[Task requirements] Please copy the material below from the line holding "Given the photograph above, point out the haze" through its end, inclusive, substituting "fir tree" for each "pine tree" and leaving everything else unchanged.

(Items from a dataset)
━━━━━━━━━━━━━━━━━━━━

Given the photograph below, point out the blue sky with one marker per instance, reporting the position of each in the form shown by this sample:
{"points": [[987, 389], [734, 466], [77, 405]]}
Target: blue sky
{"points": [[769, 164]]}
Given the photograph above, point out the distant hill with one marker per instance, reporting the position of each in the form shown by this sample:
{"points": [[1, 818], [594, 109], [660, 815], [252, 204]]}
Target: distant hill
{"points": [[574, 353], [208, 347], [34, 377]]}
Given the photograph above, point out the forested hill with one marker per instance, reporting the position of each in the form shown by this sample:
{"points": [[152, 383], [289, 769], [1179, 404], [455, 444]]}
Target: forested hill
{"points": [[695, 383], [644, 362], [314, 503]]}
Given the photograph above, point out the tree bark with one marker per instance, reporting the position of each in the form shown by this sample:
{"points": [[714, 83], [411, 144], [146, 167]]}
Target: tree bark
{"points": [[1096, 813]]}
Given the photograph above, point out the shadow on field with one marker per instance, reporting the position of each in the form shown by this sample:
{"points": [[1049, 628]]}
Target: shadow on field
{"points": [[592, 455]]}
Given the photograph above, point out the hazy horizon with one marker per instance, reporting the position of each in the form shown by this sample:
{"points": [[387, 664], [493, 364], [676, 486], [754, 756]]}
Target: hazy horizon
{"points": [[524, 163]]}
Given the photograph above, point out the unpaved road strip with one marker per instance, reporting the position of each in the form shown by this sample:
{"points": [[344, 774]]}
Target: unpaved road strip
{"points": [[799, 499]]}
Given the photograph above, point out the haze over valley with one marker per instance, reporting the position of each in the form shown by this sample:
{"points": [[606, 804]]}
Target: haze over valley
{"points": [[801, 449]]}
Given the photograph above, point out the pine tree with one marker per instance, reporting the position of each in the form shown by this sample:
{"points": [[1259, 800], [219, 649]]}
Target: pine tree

━━━━━━━━━━━━━━━━━━━━

[Exercise solution]
Given the photograph above, point out the haze over valley with one marker per instance, reporting the position of each in the form shown by this sample:
{"points": [[606, 804]]}
Target: haze over valley
{"points": [[801, 449]]}
Given the photograph above, point out the fir tree with one marker per instance, reporting the position of each in the form shown by this sample:
{"points": [[1259, 800], [219, 649]]}
Target: fir tree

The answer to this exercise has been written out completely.